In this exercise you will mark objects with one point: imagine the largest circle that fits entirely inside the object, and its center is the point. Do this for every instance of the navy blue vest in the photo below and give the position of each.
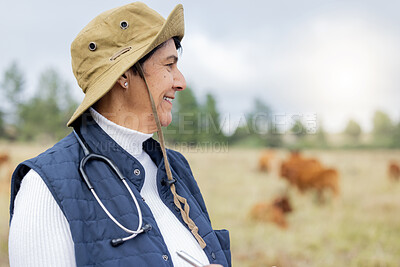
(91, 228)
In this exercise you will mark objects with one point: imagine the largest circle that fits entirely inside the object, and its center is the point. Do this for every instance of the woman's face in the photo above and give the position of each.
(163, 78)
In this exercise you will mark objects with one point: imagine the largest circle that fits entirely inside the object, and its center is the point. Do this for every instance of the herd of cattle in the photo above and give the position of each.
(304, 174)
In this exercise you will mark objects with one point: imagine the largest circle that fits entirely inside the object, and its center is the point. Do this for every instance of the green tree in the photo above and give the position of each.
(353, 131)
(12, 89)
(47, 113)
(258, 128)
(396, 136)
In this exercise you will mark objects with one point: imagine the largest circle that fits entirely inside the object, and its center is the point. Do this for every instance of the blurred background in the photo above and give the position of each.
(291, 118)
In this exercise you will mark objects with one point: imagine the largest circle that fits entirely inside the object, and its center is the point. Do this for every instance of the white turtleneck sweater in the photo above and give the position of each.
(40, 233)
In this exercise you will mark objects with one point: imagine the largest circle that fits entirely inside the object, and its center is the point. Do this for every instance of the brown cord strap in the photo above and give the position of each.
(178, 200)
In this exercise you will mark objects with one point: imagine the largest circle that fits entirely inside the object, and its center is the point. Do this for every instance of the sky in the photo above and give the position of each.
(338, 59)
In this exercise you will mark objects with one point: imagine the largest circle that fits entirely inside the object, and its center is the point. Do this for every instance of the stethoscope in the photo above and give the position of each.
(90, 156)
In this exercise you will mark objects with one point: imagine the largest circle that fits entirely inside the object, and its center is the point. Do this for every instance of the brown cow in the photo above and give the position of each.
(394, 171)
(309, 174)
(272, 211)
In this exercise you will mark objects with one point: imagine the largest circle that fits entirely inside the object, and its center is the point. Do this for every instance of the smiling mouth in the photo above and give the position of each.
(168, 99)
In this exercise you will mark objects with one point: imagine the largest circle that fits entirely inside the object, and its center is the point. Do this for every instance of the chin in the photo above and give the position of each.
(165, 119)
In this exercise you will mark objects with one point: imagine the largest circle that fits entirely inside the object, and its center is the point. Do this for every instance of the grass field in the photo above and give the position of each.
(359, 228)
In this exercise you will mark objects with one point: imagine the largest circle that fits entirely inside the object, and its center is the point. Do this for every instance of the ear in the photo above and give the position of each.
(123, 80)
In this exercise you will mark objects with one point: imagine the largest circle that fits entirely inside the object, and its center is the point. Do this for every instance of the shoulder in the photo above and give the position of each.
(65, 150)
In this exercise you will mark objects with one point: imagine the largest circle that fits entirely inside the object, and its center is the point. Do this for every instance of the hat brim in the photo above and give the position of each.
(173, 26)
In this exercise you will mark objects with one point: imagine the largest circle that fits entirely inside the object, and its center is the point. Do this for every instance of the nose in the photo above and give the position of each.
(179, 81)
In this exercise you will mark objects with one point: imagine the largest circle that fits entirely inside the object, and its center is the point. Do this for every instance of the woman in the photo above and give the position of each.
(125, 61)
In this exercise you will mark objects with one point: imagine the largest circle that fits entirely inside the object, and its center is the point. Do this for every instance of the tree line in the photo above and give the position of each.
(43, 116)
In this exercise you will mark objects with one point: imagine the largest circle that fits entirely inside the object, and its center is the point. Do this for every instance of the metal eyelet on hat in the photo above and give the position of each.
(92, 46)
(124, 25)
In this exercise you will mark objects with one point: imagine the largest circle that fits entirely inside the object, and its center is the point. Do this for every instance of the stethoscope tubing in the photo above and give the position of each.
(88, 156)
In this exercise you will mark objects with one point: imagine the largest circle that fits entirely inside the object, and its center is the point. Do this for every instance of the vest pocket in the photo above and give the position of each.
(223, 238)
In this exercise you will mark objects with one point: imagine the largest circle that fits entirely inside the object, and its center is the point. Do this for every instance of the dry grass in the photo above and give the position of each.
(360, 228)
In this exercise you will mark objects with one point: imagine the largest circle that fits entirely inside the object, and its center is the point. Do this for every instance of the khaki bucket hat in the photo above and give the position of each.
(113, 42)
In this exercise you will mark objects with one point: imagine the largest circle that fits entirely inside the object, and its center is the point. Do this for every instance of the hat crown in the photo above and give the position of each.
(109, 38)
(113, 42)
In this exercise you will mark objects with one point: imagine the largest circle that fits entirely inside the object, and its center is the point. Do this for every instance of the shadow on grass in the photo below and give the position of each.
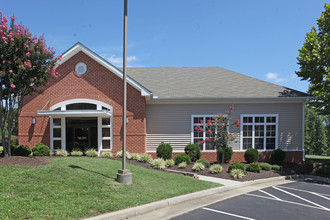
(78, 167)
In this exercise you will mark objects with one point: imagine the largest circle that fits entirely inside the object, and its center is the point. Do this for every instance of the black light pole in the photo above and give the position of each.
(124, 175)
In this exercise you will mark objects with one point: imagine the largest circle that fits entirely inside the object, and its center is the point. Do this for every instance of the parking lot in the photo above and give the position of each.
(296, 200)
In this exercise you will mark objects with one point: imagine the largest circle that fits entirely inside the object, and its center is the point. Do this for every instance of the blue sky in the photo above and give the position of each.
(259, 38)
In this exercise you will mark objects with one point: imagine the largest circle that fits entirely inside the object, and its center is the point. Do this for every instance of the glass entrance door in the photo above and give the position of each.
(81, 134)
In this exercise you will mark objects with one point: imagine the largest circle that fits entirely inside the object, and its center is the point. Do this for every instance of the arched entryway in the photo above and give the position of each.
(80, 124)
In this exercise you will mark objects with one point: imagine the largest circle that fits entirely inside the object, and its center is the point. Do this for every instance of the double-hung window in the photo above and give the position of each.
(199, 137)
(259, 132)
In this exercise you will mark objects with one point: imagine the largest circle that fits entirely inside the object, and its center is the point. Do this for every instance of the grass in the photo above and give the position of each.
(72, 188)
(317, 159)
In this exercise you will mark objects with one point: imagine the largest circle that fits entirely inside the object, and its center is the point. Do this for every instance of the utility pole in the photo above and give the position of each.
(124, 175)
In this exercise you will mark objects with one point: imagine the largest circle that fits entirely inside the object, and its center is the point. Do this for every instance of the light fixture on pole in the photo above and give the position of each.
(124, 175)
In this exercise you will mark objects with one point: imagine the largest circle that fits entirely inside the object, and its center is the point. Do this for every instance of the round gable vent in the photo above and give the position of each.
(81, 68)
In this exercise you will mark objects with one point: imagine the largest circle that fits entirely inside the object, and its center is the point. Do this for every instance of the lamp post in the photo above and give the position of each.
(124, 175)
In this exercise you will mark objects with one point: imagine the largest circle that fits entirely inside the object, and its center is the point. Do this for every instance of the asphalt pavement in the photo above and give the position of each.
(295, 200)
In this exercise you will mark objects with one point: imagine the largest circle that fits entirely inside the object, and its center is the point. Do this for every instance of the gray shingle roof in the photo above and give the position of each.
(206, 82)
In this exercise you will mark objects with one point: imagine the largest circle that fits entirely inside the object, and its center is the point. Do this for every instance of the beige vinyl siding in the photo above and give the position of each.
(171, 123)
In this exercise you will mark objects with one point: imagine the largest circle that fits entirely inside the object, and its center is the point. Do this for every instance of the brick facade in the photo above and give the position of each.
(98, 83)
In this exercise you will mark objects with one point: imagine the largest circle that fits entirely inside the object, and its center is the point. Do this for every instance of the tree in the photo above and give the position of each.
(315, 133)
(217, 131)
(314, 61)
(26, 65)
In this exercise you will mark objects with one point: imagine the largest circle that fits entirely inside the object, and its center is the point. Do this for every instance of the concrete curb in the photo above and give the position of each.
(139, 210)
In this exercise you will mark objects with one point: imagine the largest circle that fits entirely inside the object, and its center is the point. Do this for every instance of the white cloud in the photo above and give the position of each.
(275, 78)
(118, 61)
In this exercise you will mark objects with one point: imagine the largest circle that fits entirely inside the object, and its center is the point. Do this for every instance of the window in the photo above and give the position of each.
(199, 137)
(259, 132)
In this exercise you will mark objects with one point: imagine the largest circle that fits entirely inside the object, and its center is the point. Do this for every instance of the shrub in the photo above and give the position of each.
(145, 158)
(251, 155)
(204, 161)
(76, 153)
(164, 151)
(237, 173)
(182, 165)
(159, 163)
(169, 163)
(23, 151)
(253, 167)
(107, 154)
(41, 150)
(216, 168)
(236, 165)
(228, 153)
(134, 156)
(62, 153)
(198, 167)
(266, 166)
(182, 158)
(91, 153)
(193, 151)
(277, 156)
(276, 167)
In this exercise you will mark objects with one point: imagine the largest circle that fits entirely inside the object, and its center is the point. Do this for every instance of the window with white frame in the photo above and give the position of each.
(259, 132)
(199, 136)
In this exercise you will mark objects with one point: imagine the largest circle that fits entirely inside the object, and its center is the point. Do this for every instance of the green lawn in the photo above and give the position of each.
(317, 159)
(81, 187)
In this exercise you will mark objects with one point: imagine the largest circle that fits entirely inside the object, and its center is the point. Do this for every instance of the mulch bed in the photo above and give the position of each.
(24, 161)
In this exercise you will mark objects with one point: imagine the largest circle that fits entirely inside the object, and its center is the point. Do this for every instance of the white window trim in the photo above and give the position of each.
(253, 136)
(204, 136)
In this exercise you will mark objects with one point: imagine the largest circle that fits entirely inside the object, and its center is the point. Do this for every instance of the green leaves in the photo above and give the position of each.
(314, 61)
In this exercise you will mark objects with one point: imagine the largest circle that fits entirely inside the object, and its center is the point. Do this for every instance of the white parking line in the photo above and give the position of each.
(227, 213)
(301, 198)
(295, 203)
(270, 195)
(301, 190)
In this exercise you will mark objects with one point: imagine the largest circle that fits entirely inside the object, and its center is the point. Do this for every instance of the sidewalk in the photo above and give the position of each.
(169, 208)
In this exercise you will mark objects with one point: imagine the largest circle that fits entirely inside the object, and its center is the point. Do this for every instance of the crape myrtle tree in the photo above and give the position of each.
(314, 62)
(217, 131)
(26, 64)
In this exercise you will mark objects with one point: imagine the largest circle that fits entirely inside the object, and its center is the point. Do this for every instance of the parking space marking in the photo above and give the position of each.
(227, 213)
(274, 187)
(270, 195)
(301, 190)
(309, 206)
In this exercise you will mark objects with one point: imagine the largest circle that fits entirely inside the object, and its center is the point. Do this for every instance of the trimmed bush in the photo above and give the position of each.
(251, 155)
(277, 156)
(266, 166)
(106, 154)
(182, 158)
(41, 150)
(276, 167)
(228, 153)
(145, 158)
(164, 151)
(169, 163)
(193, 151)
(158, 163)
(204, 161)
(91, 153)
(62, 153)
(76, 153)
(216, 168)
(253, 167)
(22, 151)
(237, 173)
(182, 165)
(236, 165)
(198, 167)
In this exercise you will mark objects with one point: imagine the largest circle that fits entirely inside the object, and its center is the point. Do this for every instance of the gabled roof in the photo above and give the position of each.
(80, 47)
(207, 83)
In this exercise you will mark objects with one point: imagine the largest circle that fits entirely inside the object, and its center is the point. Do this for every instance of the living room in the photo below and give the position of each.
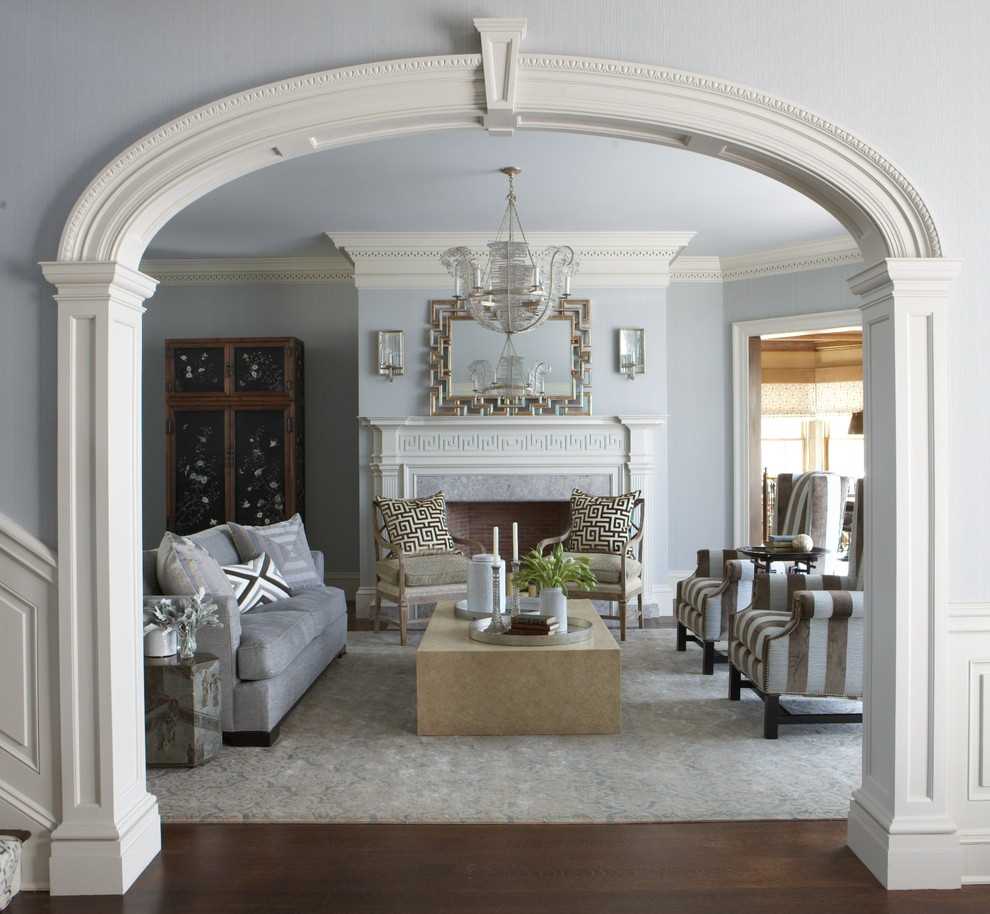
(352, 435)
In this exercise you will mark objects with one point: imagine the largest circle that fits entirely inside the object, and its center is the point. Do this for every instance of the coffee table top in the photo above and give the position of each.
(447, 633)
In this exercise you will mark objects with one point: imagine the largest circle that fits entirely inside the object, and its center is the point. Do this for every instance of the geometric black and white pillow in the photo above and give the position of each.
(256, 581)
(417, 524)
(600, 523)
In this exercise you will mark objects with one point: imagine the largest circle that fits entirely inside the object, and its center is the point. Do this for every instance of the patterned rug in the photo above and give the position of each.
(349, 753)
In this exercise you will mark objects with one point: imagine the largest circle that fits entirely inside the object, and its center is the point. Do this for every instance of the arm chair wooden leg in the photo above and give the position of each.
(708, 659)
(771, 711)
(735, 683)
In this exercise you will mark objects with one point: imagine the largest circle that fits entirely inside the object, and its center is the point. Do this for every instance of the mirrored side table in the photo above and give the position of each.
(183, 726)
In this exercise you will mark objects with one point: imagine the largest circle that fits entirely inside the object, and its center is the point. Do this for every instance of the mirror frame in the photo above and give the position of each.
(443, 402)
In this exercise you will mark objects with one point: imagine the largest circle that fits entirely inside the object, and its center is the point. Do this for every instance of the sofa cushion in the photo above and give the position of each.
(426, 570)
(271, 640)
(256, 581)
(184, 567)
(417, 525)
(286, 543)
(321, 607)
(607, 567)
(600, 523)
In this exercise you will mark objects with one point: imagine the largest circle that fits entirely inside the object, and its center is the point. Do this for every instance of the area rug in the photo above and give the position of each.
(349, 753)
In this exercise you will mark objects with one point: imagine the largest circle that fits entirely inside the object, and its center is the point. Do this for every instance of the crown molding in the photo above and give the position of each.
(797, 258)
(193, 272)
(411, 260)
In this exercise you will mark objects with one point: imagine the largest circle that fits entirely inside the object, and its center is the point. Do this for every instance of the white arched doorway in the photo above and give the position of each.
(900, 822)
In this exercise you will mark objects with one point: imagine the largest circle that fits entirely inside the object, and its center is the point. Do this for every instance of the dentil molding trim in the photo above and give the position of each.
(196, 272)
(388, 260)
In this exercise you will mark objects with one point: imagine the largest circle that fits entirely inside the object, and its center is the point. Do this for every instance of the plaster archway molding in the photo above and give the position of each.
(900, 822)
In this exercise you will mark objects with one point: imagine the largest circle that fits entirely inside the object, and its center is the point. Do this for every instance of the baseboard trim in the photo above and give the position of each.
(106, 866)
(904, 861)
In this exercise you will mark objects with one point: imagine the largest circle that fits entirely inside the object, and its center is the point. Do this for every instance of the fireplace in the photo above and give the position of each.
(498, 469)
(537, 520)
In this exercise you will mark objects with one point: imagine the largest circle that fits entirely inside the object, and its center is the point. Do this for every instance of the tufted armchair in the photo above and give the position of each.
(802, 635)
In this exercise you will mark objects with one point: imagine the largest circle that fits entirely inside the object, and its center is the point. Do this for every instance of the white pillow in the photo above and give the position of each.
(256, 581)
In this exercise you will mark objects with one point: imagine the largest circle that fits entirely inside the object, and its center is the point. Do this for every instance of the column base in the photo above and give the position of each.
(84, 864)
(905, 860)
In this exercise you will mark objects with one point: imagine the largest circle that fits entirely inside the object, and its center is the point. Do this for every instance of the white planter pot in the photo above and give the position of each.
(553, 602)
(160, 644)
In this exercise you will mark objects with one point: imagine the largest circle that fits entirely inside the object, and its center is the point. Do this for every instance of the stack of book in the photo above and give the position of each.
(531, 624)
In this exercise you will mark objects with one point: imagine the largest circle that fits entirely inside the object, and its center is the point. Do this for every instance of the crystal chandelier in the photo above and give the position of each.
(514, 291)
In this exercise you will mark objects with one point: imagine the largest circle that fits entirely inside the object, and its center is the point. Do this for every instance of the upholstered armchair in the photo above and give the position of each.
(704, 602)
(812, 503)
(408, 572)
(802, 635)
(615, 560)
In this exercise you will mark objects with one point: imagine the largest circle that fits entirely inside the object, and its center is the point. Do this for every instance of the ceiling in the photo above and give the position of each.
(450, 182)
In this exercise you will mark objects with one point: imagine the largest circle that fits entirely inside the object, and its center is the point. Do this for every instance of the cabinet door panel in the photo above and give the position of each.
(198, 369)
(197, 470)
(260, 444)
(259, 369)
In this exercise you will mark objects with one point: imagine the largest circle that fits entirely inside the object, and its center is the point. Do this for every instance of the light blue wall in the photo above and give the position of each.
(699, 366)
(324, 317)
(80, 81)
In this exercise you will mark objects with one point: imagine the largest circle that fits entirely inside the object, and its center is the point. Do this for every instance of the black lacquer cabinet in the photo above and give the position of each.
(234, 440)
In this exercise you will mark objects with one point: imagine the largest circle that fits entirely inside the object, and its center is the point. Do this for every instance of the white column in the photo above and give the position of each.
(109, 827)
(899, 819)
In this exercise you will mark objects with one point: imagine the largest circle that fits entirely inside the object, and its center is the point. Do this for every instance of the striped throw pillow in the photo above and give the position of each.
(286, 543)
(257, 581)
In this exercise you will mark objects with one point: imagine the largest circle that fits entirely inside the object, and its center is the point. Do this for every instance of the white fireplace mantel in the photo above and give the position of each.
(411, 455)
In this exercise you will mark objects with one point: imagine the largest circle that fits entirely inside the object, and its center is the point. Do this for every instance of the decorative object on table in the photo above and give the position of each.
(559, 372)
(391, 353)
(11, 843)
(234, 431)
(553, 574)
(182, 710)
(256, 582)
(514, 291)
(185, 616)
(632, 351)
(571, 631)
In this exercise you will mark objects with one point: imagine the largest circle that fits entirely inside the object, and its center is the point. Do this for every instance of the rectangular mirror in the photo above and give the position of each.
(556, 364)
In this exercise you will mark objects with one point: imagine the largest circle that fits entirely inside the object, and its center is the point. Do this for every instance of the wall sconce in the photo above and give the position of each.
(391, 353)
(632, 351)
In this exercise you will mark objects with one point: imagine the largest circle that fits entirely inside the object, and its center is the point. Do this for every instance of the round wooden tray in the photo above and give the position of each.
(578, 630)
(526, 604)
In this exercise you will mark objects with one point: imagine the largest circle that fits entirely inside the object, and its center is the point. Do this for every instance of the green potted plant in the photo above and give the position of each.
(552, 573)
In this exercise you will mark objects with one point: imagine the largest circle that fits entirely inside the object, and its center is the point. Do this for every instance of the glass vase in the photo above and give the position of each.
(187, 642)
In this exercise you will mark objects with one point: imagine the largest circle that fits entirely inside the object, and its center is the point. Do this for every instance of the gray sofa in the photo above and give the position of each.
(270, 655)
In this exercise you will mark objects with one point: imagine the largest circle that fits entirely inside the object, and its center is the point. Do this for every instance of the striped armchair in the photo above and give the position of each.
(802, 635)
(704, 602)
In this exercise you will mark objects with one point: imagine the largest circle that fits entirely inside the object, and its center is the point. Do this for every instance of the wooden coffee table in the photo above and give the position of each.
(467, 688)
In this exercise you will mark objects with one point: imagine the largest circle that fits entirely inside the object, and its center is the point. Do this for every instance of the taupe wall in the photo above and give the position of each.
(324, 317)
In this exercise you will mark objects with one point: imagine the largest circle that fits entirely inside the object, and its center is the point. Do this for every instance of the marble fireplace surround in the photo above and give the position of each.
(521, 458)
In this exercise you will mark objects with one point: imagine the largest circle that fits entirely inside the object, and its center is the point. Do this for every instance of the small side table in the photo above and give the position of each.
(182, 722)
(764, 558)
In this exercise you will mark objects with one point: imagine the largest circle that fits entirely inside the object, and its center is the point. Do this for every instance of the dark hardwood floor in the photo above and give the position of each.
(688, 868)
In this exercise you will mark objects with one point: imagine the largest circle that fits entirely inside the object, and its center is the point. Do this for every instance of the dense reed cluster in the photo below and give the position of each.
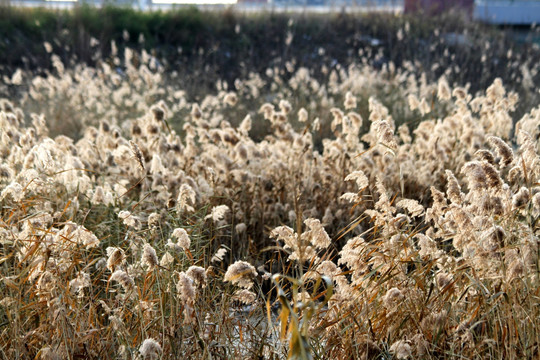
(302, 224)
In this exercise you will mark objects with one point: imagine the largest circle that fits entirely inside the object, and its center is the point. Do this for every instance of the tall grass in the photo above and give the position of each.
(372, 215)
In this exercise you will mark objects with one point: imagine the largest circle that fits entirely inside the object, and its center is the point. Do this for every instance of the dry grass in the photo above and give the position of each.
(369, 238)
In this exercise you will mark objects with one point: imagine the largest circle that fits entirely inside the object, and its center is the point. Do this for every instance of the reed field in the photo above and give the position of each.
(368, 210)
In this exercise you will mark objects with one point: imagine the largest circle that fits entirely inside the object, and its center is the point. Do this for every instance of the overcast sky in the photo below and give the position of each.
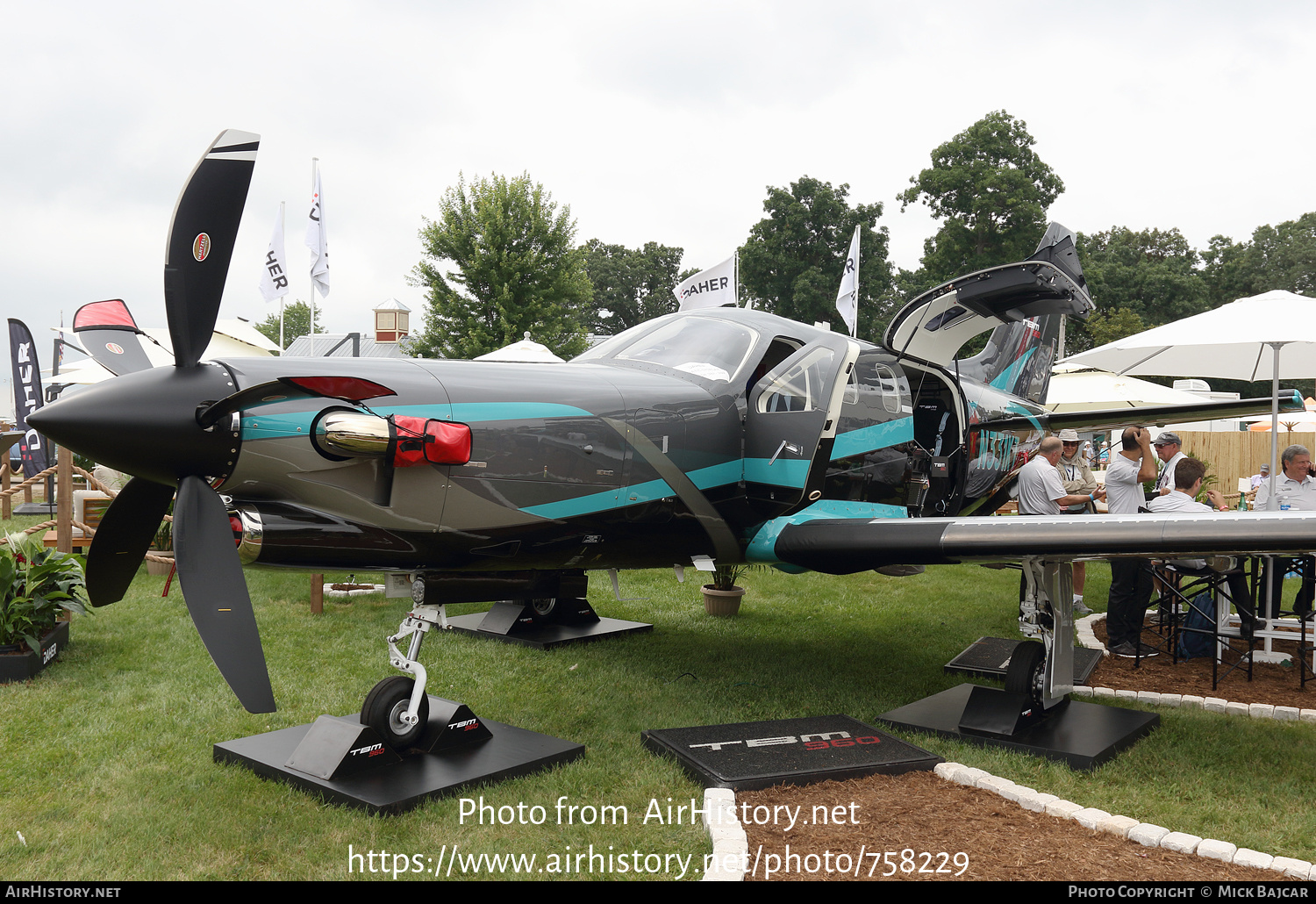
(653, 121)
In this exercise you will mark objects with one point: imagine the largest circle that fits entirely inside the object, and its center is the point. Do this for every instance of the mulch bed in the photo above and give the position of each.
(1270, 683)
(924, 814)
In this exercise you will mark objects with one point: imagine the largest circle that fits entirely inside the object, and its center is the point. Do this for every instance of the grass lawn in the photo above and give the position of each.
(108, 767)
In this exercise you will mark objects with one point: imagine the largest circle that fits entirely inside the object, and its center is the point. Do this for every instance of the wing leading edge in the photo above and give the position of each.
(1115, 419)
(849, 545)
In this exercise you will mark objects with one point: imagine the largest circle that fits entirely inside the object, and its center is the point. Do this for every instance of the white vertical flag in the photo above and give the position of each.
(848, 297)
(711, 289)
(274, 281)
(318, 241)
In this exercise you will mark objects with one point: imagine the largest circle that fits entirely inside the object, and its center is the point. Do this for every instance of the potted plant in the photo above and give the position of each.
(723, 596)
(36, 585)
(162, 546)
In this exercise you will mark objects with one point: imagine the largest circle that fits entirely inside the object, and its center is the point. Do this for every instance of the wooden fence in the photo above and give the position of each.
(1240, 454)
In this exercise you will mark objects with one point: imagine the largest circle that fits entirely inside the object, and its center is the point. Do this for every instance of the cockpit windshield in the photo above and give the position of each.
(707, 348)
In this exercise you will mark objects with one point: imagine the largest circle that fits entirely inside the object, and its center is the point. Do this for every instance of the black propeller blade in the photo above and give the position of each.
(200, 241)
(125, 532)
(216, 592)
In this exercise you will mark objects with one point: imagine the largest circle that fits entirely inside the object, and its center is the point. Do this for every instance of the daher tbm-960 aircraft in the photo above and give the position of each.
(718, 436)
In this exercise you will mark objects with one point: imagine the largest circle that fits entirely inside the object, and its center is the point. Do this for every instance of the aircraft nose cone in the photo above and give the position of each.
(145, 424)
************
- **WHAT THIS TASK INVOLVES**
Through the last line of the entries above, beginning at the line containing "the white vertical", transcribe each line exactly, both ends included and nothing more.

- **SOLUTION FOR THIS PROBLEM**
In this exercise you will mark objects with one point: imagine the largest circle that fits entirely inside the object, and its center is the point. Do this for every instance of the white vertical flag in the photo above and give the position of each.
(848, 297)
(711, 289)
(274, 281)
(318, 241)
In this exercise you will mark objects with one point: imagine the largest circle that fits entirely inside the object, and its center is the point. Do this for every instance of the potted plant in the photo above and give the position of each.
(723, 596)
(36, 585)
(162, 546)
In this exercise you will mark objects with one point: imagine the largest circle that fits entirely inside the object, and its center is the point. Do this for every instance of the wooden fence in the photo above and give the position of each.
(1240, 454)
In this exercise you will mark objects with one point: imagine the largest circle that fits entirely inside the object, and its center is the point. Do this for every instance of the cockpit windshield in the photo above and give the position of each.
(707, 348)
In this exercise you will mark objects with one point: imagine the largest circle that fits entirely inside the object, and its center is the point. Do this for every instance of the black propeller blade in the photo above and give the position of each.
(200, 241)
(125, 532)
(216, 592)
In this exercise you will mark objects with one point: imagine the largest circle that fits entirely inside the object, and its center is the point. Do this for every instance of the daher tbm-960 aircraft in the photo above and give the position of each.
(718, 436)
In this exercise you will mark objects with one point: imagine the largest circle that fits entirely inside the object, and its center is the point. Do this for every instance of the aircraft nose cone in the photo above and give the position of each.
(145, 424)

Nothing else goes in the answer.